» STATED PROBLEM
Gather every line of the listing below that contains the word "grass" and copy each one out. Case counts.

» ITEMS
- - - -

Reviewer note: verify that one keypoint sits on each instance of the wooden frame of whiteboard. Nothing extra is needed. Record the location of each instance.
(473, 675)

- - - -

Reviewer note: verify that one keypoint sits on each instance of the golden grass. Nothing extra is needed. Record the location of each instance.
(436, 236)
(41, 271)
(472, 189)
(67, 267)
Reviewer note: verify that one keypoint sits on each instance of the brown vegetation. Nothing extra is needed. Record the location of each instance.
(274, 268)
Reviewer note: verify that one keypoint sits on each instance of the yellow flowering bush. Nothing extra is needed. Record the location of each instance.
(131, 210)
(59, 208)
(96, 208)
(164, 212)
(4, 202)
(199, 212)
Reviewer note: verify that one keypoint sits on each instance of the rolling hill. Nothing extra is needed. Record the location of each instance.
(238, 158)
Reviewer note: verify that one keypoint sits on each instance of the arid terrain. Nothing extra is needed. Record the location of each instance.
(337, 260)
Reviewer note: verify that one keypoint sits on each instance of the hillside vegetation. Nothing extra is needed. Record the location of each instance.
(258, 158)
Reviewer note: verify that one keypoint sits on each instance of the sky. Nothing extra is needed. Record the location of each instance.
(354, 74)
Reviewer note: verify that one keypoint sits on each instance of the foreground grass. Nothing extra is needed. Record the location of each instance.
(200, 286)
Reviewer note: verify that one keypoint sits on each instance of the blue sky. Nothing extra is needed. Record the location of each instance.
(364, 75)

- - - -

» RESULT
Reviewer note: verify that one keypoint sits on each instance of the golden grass. Nothing extra is needed. Record the location of each instance.
Reviewer note: verify that one keypoint sits on each instance of the foreground grass. Nothing extra is needed. Record the location of each instance.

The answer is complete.